PROBLEM TO SOLVE
Would you copy every record exactly as it stands and drop the pictures?

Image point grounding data
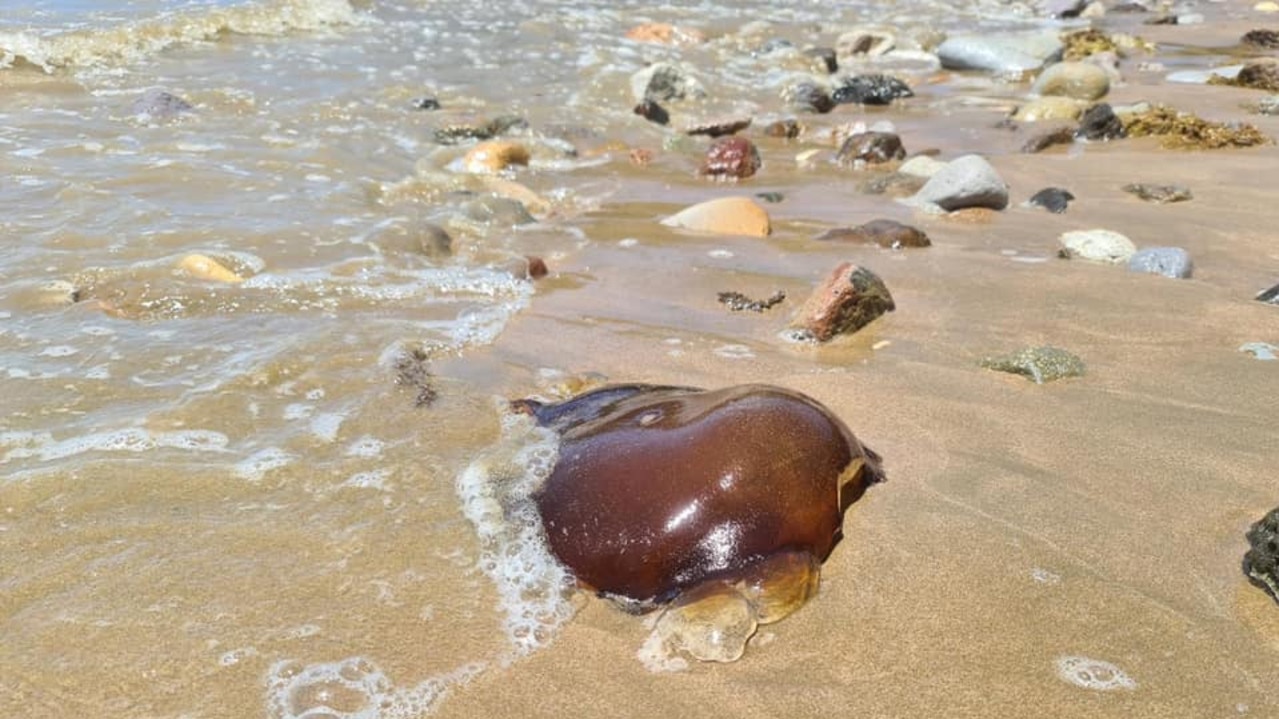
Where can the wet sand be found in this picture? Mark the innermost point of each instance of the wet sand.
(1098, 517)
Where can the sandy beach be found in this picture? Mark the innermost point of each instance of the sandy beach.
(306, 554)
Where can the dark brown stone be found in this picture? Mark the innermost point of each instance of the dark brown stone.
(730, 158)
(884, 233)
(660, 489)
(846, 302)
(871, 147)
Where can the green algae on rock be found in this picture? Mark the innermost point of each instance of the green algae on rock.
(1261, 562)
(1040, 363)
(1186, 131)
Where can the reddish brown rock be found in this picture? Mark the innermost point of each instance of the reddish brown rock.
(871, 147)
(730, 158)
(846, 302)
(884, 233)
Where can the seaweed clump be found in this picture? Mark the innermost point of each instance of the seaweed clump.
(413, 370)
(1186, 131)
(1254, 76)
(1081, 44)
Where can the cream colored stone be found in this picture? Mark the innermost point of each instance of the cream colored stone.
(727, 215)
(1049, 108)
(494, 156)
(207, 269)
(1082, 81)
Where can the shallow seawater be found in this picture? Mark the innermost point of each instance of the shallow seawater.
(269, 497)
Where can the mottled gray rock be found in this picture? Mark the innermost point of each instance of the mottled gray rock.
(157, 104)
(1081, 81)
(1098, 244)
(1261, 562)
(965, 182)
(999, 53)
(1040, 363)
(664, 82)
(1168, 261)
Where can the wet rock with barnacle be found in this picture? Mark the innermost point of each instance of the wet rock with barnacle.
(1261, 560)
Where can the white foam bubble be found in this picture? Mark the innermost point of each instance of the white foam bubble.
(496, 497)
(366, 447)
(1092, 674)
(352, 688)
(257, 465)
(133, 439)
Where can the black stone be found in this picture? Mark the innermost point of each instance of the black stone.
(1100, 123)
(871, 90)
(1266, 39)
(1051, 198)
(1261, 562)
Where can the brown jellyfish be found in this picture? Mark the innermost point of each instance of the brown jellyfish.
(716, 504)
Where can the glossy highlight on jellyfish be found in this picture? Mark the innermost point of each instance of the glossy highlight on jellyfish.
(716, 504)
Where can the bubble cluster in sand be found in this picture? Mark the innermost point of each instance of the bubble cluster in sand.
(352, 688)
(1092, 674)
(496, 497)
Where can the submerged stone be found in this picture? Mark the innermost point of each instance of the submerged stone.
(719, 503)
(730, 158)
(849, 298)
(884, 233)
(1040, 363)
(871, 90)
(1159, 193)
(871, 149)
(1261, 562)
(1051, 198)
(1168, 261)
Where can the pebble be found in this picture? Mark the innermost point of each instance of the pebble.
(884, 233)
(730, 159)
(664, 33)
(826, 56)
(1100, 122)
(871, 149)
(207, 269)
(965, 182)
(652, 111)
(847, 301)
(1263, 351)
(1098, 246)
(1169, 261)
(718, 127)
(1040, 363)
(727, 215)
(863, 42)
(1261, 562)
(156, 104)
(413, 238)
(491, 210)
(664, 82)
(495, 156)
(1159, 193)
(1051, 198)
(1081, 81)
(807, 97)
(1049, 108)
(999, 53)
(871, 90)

RESPONSE TO THIS TASK
Where can the wet sand be found in this picture? Mark the innermost point of each instance of the wet sand.
(1098, 517)
Where can the sandy beach be found in this picture? Mark the innermost point of each instance of the sandy beach.
(306, 554)
Where can the dark brown stone be found in this picture? Mark the innermost point of each instance of the dark brown stone.
(730, 158)
(884, 233)
(660, 489)
(846, 302)
(871, 147)
Where can the green algae on rock be found in this picture? Mark the innermost point of each instance of the green algae on rock.
(1261, 562)
(1040, 363)
(1186, 131)
Where can the reddish brown rock be found in this picture? Mark the innermost point of each instance of the reddish brown rock.
(871, 147)
(730, 158)
(846, 302)
(884, 233)
Where can the seaweed clump be found in this picture? Mark the innermost point of each instance of the seaweed clump.
(413, 370)
(1186, 131)
(1254, 76)
(1081, 44)
Where can the cream colored stone be found in this picture? Mark the innermost point of each instance of the cream colored stone.
(727, 215)
(1049, 108)
(494, 156)
(207, 269)
(1082, 81)
Where can the shallow seawater be found in this picture? Mark the innermost point of each instance of the shallow seawater.
(269, 497)
Where can the mottled gray rock be found in this picture? Mark the innermost point of each instance of the mottled gray rock.
(157, 104)
(1081, 81)
(1098, 244)
(1261, 562)
(965, 182)
(999, 53)
(1040, 363)
(664, 82)
(1168, 261)
Where can the wet rock with barnacle be found in this picture? Mark the innermost point of each instance of the wet rock with barnacle.
(1261, 560)
Where can the white foam bubble be found in this picture? Mark the innermost point of each instance of the white foam bubble.
(496, 497)
(366, 447)
(1092, 674)
(352, 688)
(257, 465)
(133, 439)
Where can the black stone be found in this picture? Mark the innermost point of each instance of the black stone.
(1100, 123)
(871, 90)
(1266, 39)
(1051, 198)
(1261, 562)
Where can the brown jellyfish be found in this picture? Mark the innermost point of each instance of the brown jellyfish.
(716, 504)
Where can the glossy highlight on jellyfish be found in this picture? Mark the innermost point of each instance of the glossy highlight on jellyfish.
(716, 504)
Where can the bubble cluster in sand be found in this picture? Mark the innermost point of each instance of the bubble cluster in sand.
(352, 688)
(1092, 674)
(496, 497)
Where can the submerged stone be found in this picture? Mark the innermost point of each instance of the submerged stone.
(719, 503)
(730, 158)
(849, 298)
(884, 233)
(1040, 363)
(871, 90)
(1159, 193)
(871, 149)
(1261, 562)
(1051, 198)
(1168, 261)
Where can the pebble be found in this picture? Mark the innermost point of each instance of the pebble.
(884, 233)
(730, 159)
(664, 33)
(826, 56)
(1100, 122)
(871, 149)
(207, 269)
(965, 182)
(652, 111)
(847, 301)
(1263, 351)
(1098, 246)
(1169, 261)
(718, 127)
(1040, 363)
(727, 215)
(863, 42)
(1261, 562)
(156, 104)
(413, 238)
(491, 210)
(664, 82)
(495, 156)
(1159, 193)
(1051, 198)
(1081, 81)
(807, 97)
(1049, 108)
(999, 53)
(871, 90)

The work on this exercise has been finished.